STATED EXERCISE 1: Reproduce the part of the XDP mailing-list excerpt starting at "Only mac per" and ending at "amount of traffic.".

* Begin TEXT PASSAGE *

If there is no networking virtualization and VMs are operating in the
flat network, then there is no policy, no ip filter, no vm migration.
Only mac per vm and sriov handles this case just fine.
When hw becomes more programmable we'll be able to load xdp program
into hw that does tunnel, policy and forwards into vf then sriov will
become actually usable for cloud providers.
hw xdp into vf is more interesting than into a queue, since there is
more than one queue/interrupt per vf and network heavy vm can actually
consume large amount of traffic.

___
iovisor-dev mailing list
iovisor-dev@lists.iovisor.org
https://lists.iovisor.org/mailman/listinfo/iovisor-dev


Re: [iovisor-dev] XDP seeking input from NIC hardware vendors

2016-07-08 Thread Jakub Kicinski via iovisor-dev
On Thu, 7 Jul 2016 19:22:12 -0700, Alexei Starovoitov wrote:
> > If the goal is to just separate XDP traffic from non-XDP traffic you could 
> > accomplish this with a combination of SR-IOV/macvlan to separate the device 
> > queues into multiple netdevs and then run XDP on just one of the netdevs.

* End TEXT PASSAGE *

STATED EXERCISE 2: Identify every line of the entries that contains the word "floor". Case counts.

* Begin DATA TO PROCESS *

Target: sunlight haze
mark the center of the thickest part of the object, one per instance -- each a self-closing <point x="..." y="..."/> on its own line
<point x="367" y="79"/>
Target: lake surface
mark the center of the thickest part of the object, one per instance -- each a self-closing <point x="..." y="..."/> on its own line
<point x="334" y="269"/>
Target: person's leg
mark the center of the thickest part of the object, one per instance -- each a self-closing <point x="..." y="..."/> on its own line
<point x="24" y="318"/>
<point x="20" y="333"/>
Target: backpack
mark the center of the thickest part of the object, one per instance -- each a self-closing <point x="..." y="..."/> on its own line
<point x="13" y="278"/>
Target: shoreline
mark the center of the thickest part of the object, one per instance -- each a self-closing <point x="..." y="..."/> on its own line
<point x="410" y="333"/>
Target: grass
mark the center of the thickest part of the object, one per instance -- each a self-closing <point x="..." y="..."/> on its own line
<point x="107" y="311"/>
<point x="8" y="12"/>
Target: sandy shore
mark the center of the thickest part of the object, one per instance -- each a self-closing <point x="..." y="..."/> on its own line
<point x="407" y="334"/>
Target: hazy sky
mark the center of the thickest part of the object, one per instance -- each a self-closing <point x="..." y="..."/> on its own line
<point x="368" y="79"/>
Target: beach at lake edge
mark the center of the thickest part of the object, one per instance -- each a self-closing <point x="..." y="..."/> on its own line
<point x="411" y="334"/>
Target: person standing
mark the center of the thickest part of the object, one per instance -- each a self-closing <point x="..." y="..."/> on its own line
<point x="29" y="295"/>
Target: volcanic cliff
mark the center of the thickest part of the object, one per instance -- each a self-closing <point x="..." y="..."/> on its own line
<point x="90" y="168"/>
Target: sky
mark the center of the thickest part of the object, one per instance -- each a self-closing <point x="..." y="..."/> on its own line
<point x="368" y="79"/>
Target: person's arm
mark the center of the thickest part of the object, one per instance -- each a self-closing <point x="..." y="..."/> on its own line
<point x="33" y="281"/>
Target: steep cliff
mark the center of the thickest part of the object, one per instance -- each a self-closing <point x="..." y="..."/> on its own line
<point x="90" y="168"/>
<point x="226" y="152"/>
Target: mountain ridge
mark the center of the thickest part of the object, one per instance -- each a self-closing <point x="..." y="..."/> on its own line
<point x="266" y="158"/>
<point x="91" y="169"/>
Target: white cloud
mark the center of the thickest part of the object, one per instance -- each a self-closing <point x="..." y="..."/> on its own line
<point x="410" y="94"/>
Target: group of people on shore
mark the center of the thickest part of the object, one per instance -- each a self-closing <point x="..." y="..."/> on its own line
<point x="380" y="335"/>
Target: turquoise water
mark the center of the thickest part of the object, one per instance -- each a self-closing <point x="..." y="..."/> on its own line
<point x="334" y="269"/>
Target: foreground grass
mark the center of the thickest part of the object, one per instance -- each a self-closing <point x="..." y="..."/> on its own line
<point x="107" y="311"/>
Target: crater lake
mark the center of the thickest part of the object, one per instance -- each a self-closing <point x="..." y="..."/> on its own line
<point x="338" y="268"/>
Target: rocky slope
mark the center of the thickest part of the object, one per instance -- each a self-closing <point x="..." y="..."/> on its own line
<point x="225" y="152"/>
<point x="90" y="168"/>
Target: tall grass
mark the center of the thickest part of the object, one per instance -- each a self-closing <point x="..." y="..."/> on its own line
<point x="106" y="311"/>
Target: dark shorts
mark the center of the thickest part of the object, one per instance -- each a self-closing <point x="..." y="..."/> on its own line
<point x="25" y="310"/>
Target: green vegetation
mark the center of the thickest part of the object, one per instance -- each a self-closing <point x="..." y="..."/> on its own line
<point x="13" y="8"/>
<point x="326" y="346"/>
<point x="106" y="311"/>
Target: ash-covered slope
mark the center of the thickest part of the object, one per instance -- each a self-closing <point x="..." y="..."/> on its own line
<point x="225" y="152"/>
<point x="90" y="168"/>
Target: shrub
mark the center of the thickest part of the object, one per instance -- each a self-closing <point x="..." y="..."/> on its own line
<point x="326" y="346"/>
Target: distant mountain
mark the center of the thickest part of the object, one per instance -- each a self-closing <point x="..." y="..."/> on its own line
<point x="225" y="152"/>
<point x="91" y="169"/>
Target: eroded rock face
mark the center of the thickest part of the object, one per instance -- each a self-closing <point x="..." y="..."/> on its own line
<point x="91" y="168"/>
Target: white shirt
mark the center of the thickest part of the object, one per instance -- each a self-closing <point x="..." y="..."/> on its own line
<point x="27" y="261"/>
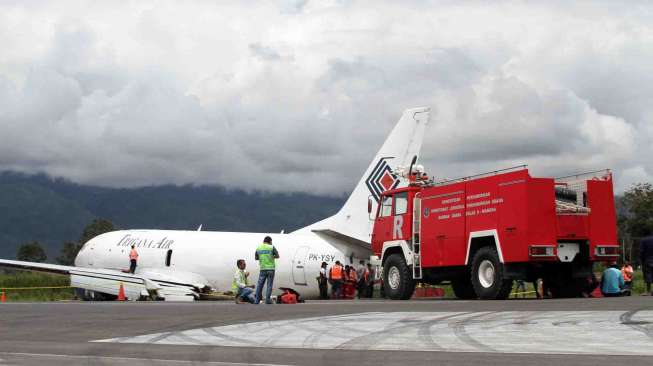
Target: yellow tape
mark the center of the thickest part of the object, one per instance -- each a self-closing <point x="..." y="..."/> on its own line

* End DATA TO PROCESS *
* Begin DATA TO PROCESS *

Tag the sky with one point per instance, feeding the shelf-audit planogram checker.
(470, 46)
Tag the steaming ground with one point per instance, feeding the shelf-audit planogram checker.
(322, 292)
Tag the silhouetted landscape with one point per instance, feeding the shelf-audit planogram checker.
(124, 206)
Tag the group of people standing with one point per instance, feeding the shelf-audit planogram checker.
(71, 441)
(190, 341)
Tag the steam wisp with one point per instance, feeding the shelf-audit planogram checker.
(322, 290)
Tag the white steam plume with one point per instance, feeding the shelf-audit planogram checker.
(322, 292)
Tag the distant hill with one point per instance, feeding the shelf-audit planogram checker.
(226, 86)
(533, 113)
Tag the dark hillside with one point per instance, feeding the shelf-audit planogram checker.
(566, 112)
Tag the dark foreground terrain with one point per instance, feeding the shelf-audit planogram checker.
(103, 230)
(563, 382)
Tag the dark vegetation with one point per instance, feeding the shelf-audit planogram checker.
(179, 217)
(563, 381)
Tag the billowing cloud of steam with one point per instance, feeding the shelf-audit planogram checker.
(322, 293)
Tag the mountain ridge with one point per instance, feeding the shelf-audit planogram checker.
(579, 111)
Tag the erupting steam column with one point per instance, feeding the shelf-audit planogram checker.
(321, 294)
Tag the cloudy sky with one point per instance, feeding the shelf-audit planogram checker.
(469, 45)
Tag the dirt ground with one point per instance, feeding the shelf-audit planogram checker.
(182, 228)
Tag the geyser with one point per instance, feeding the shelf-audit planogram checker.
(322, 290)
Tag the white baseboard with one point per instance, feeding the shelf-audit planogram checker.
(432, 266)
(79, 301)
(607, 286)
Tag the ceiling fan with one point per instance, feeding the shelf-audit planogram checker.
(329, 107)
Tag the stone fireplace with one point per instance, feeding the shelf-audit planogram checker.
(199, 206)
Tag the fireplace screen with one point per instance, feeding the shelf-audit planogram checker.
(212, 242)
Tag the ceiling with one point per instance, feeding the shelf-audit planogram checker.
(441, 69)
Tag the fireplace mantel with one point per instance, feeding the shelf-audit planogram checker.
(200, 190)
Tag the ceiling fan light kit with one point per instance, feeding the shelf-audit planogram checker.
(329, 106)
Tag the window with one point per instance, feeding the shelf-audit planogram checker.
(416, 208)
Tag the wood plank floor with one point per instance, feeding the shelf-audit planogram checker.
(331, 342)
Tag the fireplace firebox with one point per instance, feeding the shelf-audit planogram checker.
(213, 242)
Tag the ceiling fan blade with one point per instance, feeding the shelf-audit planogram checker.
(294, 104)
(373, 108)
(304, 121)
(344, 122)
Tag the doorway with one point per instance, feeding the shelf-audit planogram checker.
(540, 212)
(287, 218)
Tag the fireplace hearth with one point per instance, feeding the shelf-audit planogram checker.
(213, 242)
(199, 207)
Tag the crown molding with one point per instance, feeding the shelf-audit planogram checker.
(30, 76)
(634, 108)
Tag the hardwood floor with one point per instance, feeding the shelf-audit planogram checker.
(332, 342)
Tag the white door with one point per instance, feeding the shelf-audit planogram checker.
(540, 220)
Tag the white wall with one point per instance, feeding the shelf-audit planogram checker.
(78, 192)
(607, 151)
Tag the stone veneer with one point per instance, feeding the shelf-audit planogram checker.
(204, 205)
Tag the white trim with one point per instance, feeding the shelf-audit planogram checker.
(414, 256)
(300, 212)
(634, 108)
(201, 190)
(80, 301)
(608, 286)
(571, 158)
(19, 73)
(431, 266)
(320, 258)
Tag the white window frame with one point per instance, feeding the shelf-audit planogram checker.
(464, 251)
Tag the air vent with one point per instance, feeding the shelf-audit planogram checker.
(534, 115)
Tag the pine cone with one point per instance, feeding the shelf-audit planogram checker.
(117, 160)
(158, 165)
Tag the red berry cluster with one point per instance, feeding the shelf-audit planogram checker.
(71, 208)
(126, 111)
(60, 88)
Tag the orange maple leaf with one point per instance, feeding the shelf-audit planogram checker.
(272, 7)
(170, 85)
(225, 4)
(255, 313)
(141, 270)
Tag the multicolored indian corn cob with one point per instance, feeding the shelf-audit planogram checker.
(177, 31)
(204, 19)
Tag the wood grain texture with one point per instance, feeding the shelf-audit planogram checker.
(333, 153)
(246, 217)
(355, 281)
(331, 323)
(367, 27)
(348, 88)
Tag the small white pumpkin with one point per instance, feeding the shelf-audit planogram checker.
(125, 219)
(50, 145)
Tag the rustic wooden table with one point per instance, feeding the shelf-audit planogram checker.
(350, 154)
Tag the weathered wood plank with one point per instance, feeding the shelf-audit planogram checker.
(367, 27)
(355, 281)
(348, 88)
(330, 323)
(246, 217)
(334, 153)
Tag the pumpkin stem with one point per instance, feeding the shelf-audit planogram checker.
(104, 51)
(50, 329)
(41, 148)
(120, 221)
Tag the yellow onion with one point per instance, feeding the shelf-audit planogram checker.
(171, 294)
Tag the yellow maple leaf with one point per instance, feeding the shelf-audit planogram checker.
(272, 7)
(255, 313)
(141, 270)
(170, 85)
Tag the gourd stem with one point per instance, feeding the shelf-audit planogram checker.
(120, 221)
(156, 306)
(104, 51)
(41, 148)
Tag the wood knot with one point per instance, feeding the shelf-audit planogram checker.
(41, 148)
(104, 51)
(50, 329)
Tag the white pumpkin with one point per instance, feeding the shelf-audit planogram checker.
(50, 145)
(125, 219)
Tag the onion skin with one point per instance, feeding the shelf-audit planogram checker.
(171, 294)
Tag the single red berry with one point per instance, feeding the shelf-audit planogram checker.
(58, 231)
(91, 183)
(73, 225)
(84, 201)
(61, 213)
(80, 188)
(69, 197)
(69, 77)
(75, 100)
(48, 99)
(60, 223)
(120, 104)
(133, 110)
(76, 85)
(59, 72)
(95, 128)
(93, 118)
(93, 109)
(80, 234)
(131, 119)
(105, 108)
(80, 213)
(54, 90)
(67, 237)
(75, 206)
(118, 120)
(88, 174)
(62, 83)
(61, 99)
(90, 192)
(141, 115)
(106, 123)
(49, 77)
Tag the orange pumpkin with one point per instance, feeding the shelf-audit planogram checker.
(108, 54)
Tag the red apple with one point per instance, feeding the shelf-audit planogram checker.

* End DATA TO PROCESS *
* Begin DATA TO PROCESS *

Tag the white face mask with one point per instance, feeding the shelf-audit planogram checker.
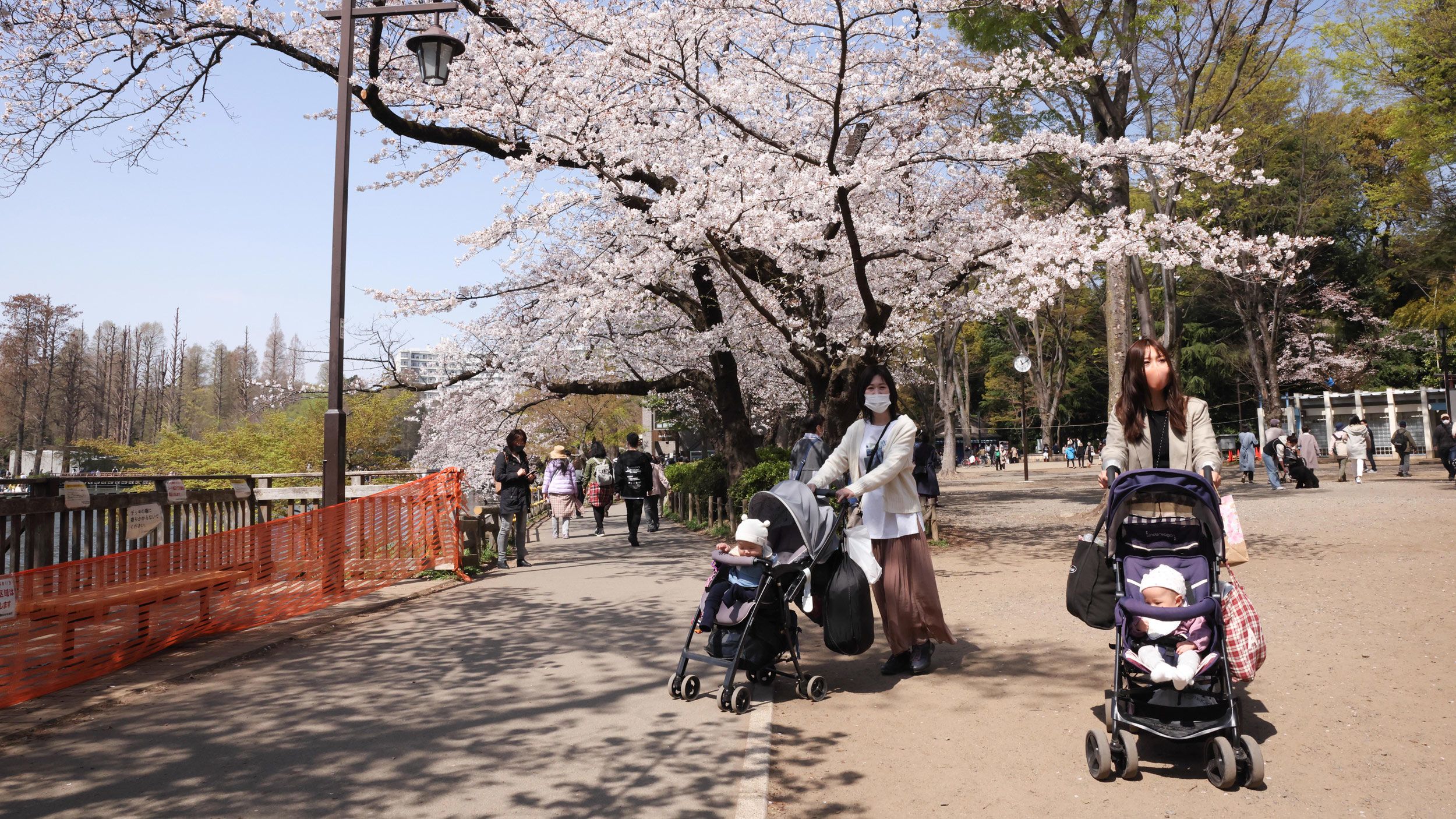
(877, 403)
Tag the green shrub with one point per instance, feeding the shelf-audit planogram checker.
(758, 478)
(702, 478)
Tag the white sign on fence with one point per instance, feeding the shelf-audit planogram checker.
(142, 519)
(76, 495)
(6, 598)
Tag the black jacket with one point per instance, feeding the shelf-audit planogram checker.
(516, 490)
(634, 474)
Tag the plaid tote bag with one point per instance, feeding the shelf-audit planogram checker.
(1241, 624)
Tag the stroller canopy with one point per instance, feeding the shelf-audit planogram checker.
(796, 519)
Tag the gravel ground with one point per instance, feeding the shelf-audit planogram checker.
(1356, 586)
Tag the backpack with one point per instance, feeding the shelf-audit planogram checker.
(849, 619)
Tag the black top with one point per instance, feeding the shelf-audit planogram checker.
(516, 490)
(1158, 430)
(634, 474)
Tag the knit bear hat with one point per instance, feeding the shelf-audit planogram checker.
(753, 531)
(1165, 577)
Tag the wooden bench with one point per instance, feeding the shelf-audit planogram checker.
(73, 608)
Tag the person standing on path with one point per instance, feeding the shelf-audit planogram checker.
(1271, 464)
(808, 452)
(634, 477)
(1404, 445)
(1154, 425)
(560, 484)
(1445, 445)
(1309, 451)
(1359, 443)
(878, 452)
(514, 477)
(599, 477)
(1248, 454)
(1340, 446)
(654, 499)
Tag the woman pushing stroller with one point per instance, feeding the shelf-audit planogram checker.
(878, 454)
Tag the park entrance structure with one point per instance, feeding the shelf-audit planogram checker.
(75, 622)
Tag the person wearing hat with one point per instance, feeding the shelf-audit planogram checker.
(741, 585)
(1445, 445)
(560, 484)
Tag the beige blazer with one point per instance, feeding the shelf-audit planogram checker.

* End DATA TO PROCESS *

COMPLETE RESPONSE 1:
Only mac per vm and sriov handles this case just fine.
When hw becomes more programmable we'll be able to load xdp program
into hw that does tunnel, policy and forwards into vf then sriov will
become actually usable for cloud providers.
hw xdp into vf is more interesting than into a queue, since there is
more than one queue/interrupt per vf and network heavy vm can actually
consume large amount of traffic.

COMPLETE RESPONSE 2:
Tag the wood plank floor with one point per instance, feeding the shelf-audit planogram checker.
Tag the hardwood floor with one point per instance, feeding the shelf-audit planogram checker.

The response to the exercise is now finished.